= TASK REQUIREMENTS =
Answer these about the issue below:
(a) Which Python version does the issue list under its environment details?
(b) What max_messages value is set in the flow control settings of the code example?
(c) What timeout value is passed to all_subscribed.wait?

= QUOTED PASSAGE =
======
Skip to content
New issue

Have a question about this project? Sign up for a free GitHub account to open an issue and contact its maintainers and the community.

By clicking “Sign up for GitHub”, you agree to our terms of service and privacy statement. We’ll occasionally send you account related emails.

Already on GitHub? Sign in to your account

Possible race condition between _on_response and close #997

Open
hson2 opened this issue Sep 21, 2023 · 3 comments
Open

Possible race condition between _on_response and close #997

hson2 opened this issue Sep 21, 2023 · 3 comments
Assignees
Labels
api: pubsub Issues related to the googleapis/python-pubsub API.

Comments

@hson2
Copy link

hson2 commented Sep 21, 2023

Environment details

  • OS type and version: Ubuntu 22.04
  • Python version: 3.11
  • pip version: 23.0.1
  • google-cloud-pubsub version: 2.18.4

Steps to reproduce

  1. Run code sample indefinitely
  2. Sometime it shows Assertion error in _on_response function.

Code example

def on_subscribe(subscription, until=None):
    """Decorator factory that provides subscribed messages to function.
    It handle decorated function as callback. So message should be acked/nacked
    inside decorated function.

    Args:
        subscription (str): Subscription ID. 
            Should be `projects/{PROJECT_ID}/subscriptions/{SUBSCRIPTION_ID}`
        until (datetime.datetime): This function will subscribe messages
            published until this timestamp.
    """

    def _callback_factory(func, finished, subscribe_until, **kwargs):

        def _callback(message):
            """Callback function.
                
            It sends signal if subscribed all messages.
            """
            publish_time = datetime.fromtimestamp(
                message.publish_time.timestamp())
            if subscribe_until and publish_time <= subscribe_until:
                return func(message, **kwargs)
            if subscribe_until and not finished.is_set():
                logging.info('Subscribed all messages published until %s',
                             subscribe_until)
                finished.set()
                message.nack()

        return _callback

    def _wrapper(func):

        @functools.wraps(func)
        def _inner_wrapper(**kwargs):
            # Event variable that is triggered when all messages are subscribed
            all_subscribed = Event()

            callback = _callback_factory(func=func,
                                         finished=all_subscribed,
                                         subscribe_until=subscribe_until,
                                         **kwargs)

            # Ensure closing subscriber for memory leak prevention.
            with pubsub_v1.SubscriberClient() as subscriber:
                future = subscriber.subscribe(
                    subscription=subscription,
                    callback=callback,
                    await_callbacks_on_shutdown=True,
                    flow_control=pubsub_v1.types.FlowControl(max_messages=5000),
                )

                all_subscribed.wait(timeout=60)

                # Wait until future is finished when it's cancelled.
                # If it cancelled by timeout or keyboard interrupt, ignore it.
======
= RECORDED INFORMATION =
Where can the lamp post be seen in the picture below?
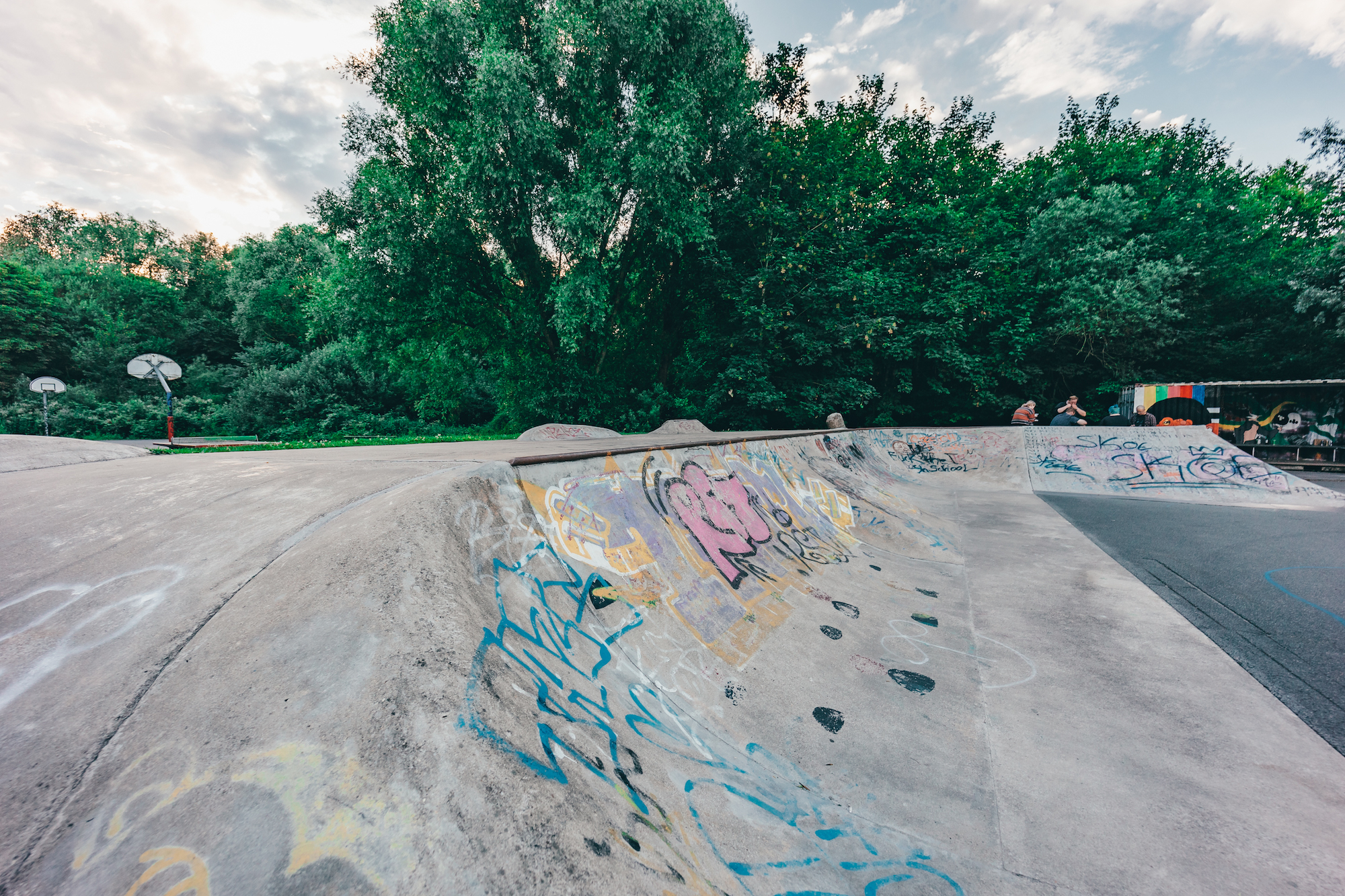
======
= EXERCISE RESPONSE =
(a) 3.11
(b) 5000
(c) 60